→ **STATED EXERCISE**
Rewrite each line of the listing below as a JSON list of strings, one string per line, omitting blank lines.

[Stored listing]
....
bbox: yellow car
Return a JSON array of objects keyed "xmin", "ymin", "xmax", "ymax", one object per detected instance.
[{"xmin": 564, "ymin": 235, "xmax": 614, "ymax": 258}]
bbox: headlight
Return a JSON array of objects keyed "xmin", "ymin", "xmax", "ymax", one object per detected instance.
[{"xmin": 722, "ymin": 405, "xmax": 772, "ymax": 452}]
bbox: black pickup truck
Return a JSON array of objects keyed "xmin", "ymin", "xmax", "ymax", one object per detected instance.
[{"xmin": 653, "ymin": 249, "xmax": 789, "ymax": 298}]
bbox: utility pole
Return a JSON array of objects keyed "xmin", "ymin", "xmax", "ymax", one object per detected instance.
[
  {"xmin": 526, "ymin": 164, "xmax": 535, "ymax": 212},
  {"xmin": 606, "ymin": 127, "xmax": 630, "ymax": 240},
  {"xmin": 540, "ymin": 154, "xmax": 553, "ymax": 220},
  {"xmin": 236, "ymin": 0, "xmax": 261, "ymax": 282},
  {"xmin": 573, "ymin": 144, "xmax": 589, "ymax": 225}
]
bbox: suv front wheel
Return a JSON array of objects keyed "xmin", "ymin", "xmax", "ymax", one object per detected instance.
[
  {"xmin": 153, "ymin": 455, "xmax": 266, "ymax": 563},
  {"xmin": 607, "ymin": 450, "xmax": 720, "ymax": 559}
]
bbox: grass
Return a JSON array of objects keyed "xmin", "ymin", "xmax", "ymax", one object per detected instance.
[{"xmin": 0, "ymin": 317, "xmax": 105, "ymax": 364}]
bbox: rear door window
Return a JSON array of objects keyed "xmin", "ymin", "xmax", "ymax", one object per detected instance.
....
→ **RESULT FOR THIS EXERCISE**
[
  "bbox: yellow car",
  "Return a JSON array of objects keyed \"xmin\", \"ymin\", \"xmax\", \"ymax\", one object per detected instance.",
  "[{\"xmin\": 564, \"ymin\": 235, \"xmax\": 614, \"ymax\": 258}]",
  "bbox: headlight",
  "Return a JSON array of objects keyed \"xmin\", \"ymin\", \"xmax\", \"ymax\", one object per detected instance.",
  "[{\"xmin\": 722, \"ymin\": 405, \"xmax\": 772, \"ymax\": 452}]",
  "bbox: black pickup truck",
  "Return a JSON array of objects keyed \"xmin\", \"ymin\", \"xmax\", \"ymax\", one object per detected instance.",
  "[{\"xmin\": 653, \"ymin\": 249, \"xmax\": 789, \"ymax\": 298}]",
  "bbox: utility pole",
  "Return a JSON array of objects keyed \"xmin\", \"ymin\", \"xmax\", \"ymax\", one object per detected instance.",
  "[",
  "  {\"xmin\": 526, \"ymin\": 164, \"xmax\": 535, \"ymax\": 212},",
  "  {\"xmin\": 606, \"ymin\": 127, \"xmax\": 630, \"ymax\": 240},",
  "  {\"xmin\": 540, \"ymin\": 154, \"xmax\": 553, \"ymax\": 220},",
  "  {\"xmin\": 236, \"ymin\": 0, \"xmax\": 261, \"ymax\": 282},",
  "  {\"xmin\": 573, \"ymin\": 144, \"xmax\": 589, \"ymax\": 225}",
  "]",
  "bbox: suv front wheel",
  "Return a JSON array of objects keyed \"xmin\", \"ymin\", \"xmax\", \"ymax\", one object per detected instance.",
  "[",
  "  {\"xmin\": 153, \"ymin\": 455, \"xmax\": 266, \"ymax\": 563},",
  "  {\"xmin\": 607, \"ymin\": 450, \"xmax\": 720, \"ymax\": 559}",
  "]",
  "bbox: grass",
  "Return a JSON array of objects keyed \"xmin\", \"ymin\", \"xmax\", \"ymax\", one object per detected instance.",
  "[{\"xmin\": 0, \"ymin\": 317, \"xmax\": 105, \"ymax\": 364}]",
  "bbox: rear door window",
  "Return a JSON array of objects keyed \"xmin\", \"ymin\", \"xmax\", \"ymax\", one object per detected instance."
]